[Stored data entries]

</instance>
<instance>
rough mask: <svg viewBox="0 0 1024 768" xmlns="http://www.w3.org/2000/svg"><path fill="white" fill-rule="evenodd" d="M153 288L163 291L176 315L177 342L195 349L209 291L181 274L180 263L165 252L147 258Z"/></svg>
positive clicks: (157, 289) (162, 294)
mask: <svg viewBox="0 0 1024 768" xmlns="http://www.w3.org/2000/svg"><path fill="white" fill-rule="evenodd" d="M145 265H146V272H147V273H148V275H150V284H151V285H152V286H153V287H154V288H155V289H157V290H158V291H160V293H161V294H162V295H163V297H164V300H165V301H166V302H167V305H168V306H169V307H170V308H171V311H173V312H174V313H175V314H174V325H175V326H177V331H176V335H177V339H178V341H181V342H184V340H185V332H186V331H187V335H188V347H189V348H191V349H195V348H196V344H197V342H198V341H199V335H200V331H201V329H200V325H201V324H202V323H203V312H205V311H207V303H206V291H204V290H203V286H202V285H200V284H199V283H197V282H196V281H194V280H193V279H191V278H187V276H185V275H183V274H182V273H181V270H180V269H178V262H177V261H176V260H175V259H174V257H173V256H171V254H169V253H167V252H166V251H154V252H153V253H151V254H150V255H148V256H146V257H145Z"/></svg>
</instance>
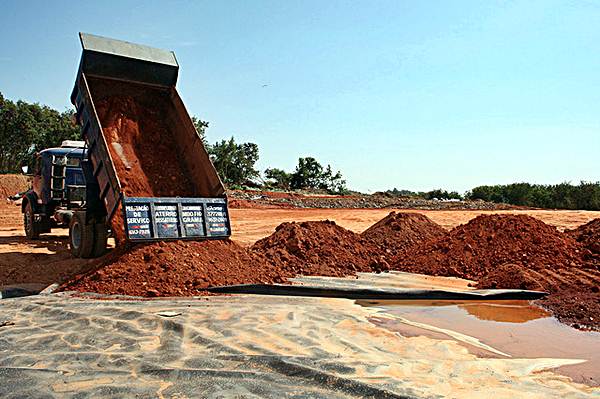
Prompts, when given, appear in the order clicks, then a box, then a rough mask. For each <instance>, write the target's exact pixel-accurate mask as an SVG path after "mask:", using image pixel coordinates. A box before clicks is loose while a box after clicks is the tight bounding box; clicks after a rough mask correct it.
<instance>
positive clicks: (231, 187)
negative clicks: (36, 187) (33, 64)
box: [0, 93, 346, 193]
mask: <svg viewBox="0 0 600 399" xmlns="http://www.w3.org/2000/svg"><path fill="white" fill-rule="evenodd" d="M74 114H75V112H74V111H72V110H67V111H64V112H59V111H57V110H55V109H52V108H50V107H48V106H45V105H40V104H38V103H34V104H31V103H27V102H25V101H21V100H19V101H16V102H13V101H11V100H9V99H6V98H4V96H3V95H2V93H0V173H20V172H21V167H22V166H25V165H28V166H30V167H31V166H32V162H33V158H34V157H33V155H34V154H35V153H36V152H38V151H41V150H43V149H45V148H50V147H58V146H60V145H61V143H62V142H63V141H64V140H80V139H81V133H80V129H79V126H77V125H76V124H75V123H74ZM192 120H193V122H194V125H195V126H196V130H197V131H198V134H199V136H200V137H201V139H202V141H203V142H204V145H205V147H206V149H207V151H208V153H209V155H210V158H211V160H212V162H213V164H214V165H215V168H216V169H217V172H218V173H219V176H221V179H222V180H223V182H224V183H225V184H226V185H227V186H228V187H229V188H239V187H243V186H265V187H272V188H281V189H318V190H324V191H328V192H331V193H344V192H345V191H346V181H345V180H344V179H343V178H342V175H341V173H340V172H339V171H338V172H335V173H334V172H333V170H332V168H331V166H330V165H327V166H325V167H324V166H322V165H321V164H320V163H319V162H318V161H317V160H316V159H315V158H312V157H306V158H300V159H299V160H298V166H297V167H296V169H295V170H294V171H292V172H286V171H284V170H281V169H277V168H267V169H266V170H265V171H264V173H261V172H260V171H259V170H257V168H256V163H257V162H258V159H259V148H258V145H256V144H254V143H237V142H236V141H235V139H234V138H233V137H231V138H230V139H228V140H221V141H218V142H216V143H213V144H210V143H208V142H207V140H206V129H207V128H208V125H209V123H208V122H206V121H203V120H200V119H198V118H195V117H193V118H192Z"/></svg>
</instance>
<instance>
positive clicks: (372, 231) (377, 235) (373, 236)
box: [361, 212, 448, 259]
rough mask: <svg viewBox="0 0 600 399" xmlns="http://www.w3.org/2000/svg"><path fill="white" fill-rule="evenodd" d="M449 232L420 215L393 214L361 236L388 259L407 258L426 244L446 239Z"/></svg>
mask: <svg viewBox="0 0 600 399" xmlns="http://www.w3.org/2000/svg"><path fill="white" fill-rule="evenodd" d="M447 234H448V232H447V231H446V230H444V229H443V228H442V227H441V226H440V225H438V224H437V223H434V222H433V221H431V219H429V218H428V217H427V216H425V215H423V214H420V213H406V212H399V213H396V212H391V213H390V214H389V215H387V216H386V217H385V218H383V219H381V220H380V221H379V222H377V223H375V224H374V225H373V226H371V227H369V228H368V229H367V230H365V231H364V232H363V233H362V234H361V235H362V237H364V238H365V239H367V240H368V241H370V242H371V243H373V244H374V245H376V246H377V247H378V248H379V250H380V252H381V253H383V254H384V255H385V257H386V258H387V259H391V258H392V257H395V256H407V255H409V254H411V252H410V251H412V250H413V249H414V248H416V247H418V246H420V245H423V244H424V243H426V242H429V241H433V240H437V239H440V238H443V237H446V235H447Z"/></svg>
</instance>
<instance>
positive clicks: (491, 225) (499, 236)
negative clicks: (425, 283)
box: [394, 215, 592, 280]
mask: <svg viewBox="0 0 600 399" xmlns="http://www.w3.org/2000/svg"><path fill="white" fill-rule="evenodd" d="M591 257H592V254H591V252H590V251H588V250H586V249H585V248H583V246H582V245H581V244H579V243H578V242H576V241H575V240H573V239H572V238H570V237H568V236H567V235H565V234H563V233H561V232H559V231H558V230H557V229H556V228H555V227H552V226H549V225H547V224H545V223H544V222H542V221H540V220H538V219H536V218H533V217H530V216H524V215H519V216H515V215H489V216H478V217H476V218H475V219H473V220H471V221H470V222H469V223H467V224H465V225H461V226H458V227H456V228H454V229H453V230H451V231H450V233H449V235H448V237H447V238H442V239H439V240H436V241H433V242H431V243H426V244H425V245H423V246H421V247H419V248H417V249H416V250H415V252H414V253H413V254H412V256H411V257H410V258H406V257H402V258H398V259H396V261H395V262H394V267H396V268H398V269H399V270H405V271H411V272H416V273H424V274H431V275H445V276H457V277H462V278H468V279H471V280H479V279H481V278H482V277H483V276H485V275H486V274H488V273H489V272H491V271H492V270H494V269H495V268H496V267H497V266H500V265H503V264H505V263H515V264H520V265H524V266H526V267H527V268H530V269H533V270H539V269H546V268H547V269H550V270H555V269H561V268H565V267H576V266H578V265H581V264H583V263H585V261H587V260H589V259H590V258H591Z"/></svg>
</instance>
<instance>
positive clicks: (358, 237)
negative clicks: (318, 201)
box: [0, 103, 600, 329]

• Assignment: Filter the entries and copy each line with "negative".

• Solution for this problem:
negative clicks: (36, 187) (33, 64)
negative clicks: (425, 283)
negative clicks: (318, 201)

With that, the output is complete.